[Collection entries]
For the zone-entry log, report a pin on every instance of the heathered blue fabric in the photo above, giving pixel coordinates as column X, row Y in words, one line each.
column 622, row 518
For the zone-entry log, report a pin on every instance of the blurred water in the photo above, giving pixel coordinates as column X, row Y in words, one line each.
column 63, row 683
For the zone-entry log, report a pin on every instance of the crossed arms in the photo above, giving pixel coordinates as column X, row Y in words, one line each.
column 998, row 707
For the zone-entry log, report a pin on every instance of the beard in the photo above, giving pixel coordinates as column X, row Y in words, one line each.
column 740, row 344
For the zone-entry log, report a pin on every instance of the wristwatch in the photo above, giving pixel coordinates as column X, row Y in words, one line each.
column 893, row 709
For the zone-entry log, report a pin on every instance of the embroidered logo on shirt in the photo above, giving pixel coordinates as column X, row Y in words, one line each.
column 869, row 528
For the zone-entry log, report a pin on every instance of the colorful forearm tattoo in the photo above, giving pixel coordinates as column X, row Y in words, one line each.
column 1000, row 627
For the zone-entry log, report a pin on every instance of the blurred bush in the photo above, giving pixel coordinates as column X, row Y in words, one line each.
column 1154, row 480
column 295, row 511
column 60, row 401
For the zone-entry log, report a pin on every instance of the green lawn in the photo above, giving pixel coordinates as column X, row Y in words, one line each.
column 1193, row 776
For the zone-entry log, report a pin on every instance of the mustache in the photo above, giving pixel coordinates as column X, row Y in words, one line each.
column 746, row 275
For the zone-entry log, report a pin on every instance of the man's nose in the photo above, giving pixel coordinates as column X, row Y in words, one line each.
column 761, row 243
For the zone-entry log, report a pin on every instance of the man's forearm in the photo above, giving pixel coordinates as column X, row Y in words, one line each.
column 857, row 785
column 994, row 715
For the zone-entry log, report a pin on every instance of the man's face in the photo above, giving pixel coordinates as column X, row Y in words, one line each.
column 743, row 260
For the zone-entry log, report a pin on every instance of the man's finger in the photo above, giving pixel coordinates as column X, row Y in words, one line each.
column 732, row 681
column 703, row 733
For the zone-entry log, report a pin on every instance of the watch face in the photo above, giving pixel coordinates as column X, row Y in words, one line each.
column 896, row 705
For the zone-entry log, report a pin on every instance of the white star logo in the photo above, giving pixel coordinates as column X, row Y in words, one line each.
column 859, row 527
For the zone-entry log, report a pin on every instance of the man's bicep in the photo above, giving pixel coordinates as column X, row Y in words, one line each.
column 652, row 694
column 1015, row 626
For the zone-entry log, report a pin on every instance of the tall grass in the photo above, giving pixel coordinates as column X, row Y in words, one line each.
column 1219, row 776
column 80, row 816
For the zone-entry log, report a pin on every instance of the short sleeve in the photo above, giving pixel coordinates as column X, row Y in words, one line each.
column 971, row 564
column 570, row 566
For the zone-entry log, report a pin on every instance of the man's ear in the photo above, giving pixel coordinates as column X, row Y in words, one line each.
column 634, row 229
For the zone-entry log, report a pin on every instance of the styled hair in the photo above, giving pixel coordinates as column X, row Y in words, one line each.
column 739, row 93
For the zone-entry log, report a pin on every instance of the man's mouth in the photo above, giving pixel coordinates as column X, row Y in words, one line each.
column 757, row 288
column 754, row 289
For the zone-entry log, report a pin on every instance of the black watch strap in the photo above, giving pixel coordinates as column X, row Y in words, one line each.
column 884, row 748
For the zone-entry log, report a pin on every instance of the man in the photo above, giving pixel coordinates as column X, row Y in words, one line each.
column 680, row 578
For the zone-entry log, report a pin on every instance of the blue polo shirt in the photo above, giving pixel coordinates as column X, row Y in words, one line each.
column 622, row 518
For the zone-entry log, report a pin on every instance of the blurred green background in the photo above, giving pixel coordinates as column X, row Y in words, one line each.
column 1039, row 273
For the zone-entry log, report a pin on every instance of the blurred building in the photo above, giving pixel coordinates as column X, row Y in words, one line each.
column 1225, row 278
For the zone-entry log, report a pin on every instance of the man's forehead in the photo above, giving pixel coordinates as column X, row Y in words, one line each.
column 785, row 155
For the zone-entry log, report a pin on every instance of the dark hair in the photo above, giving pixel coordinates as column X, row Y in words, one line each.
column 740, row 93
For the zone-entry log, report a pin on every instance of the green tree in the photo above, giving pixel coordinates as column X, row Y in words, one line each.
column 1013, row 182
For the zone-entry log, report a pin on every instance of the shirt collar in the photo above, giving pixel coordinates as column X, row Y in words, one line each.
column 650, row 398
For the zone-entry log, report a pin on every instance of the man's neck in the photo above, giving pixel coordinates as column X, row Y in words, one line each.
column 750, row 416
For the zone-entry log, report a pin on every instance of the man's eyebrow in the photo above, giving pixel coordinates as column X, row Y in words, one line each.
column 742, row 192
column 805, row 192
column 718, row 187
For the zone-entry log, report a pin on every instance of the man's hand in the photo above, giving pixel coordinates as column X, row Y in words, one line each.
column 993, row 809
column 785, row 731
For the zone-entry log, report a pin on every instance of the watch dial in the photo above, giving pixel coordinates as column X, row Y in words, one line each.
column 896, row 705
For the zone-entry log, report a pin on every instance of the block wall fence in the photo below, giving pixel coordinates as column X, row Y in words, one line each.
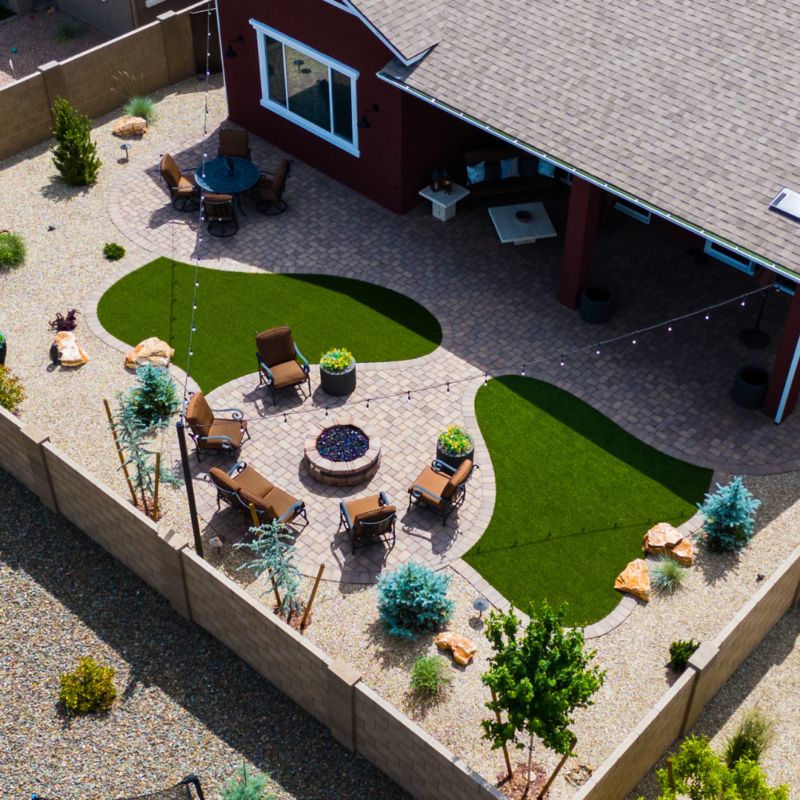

▸ Task to complete:
Tally the lines in the items above that contain the word "lawn", and give only that number.

▸ Full answer:
1